Action item: For each line below that contains the string "sweater", copy that line.

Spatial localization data
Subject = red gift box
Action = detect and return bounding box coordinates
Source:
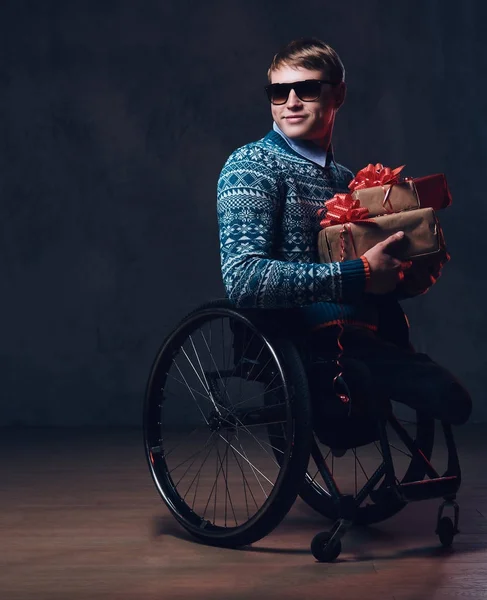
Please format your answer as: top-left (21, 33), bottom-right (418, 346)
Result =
top-left (412, 174), bottom-right (452, 210)
top-left (347, 164), bottom-right (452, 218)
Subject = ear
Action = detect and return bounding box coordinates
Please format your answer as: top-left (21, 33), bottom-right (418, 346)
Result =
top-left (334, 82), bottom-right (346, 110)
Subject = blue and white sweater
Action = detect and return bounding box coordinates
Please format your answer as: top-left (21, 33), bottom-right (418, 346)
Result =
top-left (217, 125), bottom-right (382, 331)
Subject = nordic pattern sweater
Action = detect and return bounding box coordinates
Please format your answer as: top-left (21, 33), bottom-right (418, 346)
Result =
top-left (216, 129), bottom-right (381, 332)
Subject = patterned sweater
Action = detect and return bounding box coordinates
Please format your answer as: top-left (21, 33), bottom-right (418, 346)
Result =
top-left (217, 128), bottom-right (382, 332)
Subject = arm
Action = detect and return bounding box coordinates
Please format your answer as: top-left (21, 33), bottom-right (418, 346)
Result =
top-left (217, 149), bottom-right (367, 309)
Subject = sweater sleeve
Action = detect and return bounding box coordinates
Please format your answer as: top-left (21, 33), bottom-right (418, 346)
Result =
top-left (217, 148), bottom-right (367, 309)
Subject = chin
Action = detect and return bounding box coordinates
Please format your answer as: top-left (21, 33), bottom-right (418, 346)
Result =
top-left (281, 125), bottom-right (312, 140)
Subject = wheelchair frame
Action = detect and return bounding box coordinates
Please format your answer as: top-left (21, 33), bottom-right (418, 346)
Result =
top-left (144, 299), bottom-right (462, 561)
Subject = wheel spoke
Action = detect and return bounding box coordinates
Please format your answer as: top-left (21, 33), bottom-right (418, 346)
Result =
top-left (230, 329), bottom-right (261, 380)
top-left (166, 376), bottom-right (213, 403)
top-left (172, 360), bottom-right (209, 424)
top-left (389, 443), bottom-right (413, 459)
top-left (299, 409), bottom-right (432, 526)
top-left (213, 437), bottom-right (219, 524)
top-left (184, 338), bottom-right (220, 414)
top-left (201, 433), bottom-right (235, 523)
top-left (229, 383), bottom-right (285, 411)
top-left (374, 441), bottom-right (383, 458)
top-left (169, 432), bottom-right (216, 477)
top-left (199, 329), bottom-right (233, 408)
top-left (231, 431), bottom-right (260, 513)
top-left (191, 469), bottom-right (202, 511)
top-left (160, 424), bottom-right (207, 461)
top-left (175, 433), bottom-right (218, 490)
top-left (230, 419), bottom-right (284, 465)
top-left (228, 408), bottom-right (286, 464)
top-left (220, 434), bottom-right (273, 494)
top-left (145, 311), bottom-right (303, 541)
top-left (352, 448), bottom-right (370, 482)
top-left (215, 431), bottom-right (238, 527)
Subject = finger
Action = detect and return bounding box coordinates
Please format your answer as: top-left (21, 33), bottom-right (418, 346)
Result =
top-left (398, 270), bottom-right (405, 282)
top-left (380, 231), bottom-right (405, 249)
top-left (400, 260), bottom-right (413, 270)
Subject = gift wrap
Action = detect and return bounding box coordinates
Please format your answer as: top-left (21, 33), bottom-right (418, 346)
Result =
top-left (351, 174), bottom-right (452, 218)
top-left (318, 207), bottom-right (443, 263)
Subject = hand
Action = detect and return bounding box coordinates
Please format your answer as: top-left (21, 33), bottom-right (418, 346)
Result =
top-left (363, 231), bottom-right (412, 294)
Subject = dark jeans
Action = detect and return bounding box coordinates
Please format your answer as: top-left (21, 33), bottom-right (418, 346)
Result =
top-left (301, 325), bottom-right (472, 426)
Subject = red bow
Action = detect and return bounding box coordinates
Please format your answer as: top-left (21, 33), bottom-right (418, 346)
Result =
top-left (319, 193), bottom-right (369, 228)
top-left (348, 163), bottom-right (405, 192)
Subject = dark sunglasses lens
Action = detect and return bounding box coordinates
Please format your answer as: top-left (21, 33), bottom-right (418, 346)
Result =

Task output:
Subject = blue and white sweater
Subject = nordic pattern sweater
Subject = patterned sweater
Subject = sweater sleeve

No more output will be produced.